TO BE DONE: Pick out every line in the records below that contains the word "helmet", treating uppercase and lowercase as different. Copy each of those lines.

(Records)
--- BEGIN ---

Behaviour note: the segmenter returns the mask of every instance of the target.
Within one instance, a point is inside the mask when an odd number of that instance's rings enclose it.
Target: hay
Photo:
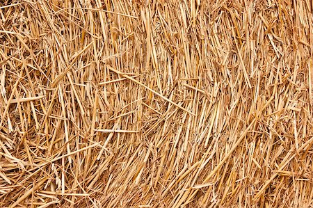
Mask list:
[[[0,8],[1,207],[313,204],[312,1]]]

--- END ---
--- BEGIN ---

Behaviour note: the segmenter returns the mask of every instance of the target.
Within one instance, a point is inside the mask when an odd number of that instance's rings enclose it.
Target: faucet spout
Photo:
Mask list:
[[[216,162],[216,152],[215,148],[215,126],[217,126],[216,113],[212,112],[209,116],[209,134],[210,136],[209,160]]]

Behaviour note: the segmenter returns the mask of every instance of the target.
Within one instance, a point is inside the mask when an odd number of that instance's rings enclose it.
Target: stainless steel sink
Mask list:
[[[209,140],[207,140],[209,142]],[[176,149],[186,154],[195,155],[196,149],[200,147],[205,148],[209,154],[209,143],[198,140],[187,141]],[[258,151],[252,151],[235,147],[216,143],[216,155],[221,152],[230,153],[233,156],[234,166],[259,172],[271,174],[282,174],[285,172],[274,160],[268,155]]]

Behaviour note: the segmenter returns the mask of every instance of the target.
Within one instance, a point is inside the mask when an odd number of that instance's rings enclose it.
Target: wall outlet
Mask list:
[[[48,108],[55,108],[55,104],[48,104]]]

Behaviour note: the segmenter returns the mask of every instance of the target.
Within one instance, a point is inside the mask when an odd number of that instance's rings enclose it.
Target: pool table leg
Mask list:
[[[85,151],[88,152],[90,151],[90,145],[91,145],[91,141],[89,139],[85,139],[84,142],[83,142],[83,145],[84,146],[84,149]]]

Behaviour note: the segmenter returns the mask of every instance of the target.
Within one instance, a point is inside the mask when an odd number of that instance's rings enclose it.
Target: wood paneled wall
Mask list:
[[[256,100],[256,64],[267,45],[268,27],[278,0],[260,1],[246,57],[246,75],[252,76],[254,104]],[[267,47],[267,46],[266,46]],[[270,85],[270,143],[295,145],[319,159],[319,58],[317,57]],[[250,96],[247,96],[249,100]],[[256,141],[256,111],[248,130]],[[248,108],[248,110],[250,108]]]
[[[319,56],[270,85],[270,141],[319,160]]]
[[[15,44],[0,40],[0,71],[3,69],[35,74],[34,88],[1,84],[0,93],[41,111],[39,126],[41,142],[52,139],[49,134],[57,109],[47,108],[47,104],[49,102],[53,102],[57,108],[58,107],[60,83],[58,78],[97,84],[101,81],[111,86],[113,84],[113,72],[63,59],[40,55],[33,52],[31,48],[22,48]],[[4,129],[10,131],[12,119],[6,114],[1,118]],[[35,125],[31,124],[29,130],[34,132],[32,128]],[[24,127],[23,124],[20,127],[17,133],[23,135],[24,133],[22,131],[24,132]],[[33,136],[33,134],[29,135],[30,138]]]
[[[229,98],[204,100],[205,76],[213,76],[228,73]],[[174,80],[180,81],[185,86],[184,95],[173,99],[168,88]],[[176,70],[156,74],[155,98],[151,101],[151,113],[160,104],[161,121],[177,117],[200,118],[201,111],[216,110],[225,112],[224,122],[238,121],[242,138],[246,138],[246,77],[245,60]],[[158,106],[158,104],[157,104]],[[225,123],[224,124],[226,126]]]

--- END ---
--- BEGIN ---

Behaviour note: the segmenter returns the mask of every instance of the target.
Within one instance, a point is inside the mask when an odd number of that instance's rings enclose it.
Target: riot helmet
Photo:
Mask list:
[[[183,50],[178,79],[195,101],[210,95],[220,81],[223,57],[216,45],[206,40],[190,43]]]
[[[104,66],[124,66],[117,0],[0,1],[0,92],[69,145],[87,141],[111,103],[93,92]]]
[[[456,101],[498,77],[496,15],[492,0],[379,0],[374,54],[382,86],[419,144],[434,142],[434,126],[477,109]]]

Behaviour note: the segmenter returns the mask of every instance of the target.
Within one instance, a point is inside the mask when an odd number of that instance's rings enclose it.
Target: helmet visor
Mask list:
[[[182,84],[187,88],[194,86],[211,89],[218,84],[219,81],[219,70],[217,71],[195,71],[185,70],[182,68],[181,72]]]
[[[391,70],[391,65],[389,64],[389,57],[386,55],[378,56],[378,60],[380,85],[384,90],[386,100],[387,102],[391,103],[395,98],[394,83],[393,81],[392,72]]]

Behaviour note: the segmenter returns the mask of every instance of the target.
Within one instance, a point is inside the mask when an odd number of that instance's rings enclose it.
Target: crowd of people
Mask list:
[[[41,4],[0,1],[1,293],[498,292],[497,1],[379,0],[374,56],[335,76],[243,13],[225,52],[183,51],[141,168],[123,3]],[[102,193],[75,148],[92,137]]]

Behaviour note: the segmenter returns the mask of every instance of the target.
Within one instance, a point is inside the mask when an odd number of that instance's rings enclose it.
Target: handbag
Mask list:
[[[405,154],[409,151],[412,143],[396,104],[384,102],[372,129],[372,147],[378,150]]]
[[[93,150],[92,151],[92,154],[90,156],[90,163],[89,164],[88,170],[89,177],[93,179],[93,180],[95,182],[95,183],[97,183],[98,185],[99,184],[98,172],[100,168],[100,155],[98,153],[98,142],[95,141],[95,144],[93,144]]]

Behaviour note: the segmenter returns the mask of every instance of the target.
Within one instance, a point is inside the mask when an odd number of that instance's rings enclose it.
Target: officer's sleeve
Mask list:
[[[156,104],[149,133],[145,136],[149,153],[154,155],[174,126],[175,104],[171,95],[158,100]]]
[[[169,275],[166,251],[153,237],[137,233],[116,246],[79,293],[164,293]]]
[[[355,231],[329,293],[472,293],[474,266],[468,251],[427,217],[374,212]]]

--- END ---

RESPONSE TO THE TASK:
Target: riot helmet
Target: helmet visor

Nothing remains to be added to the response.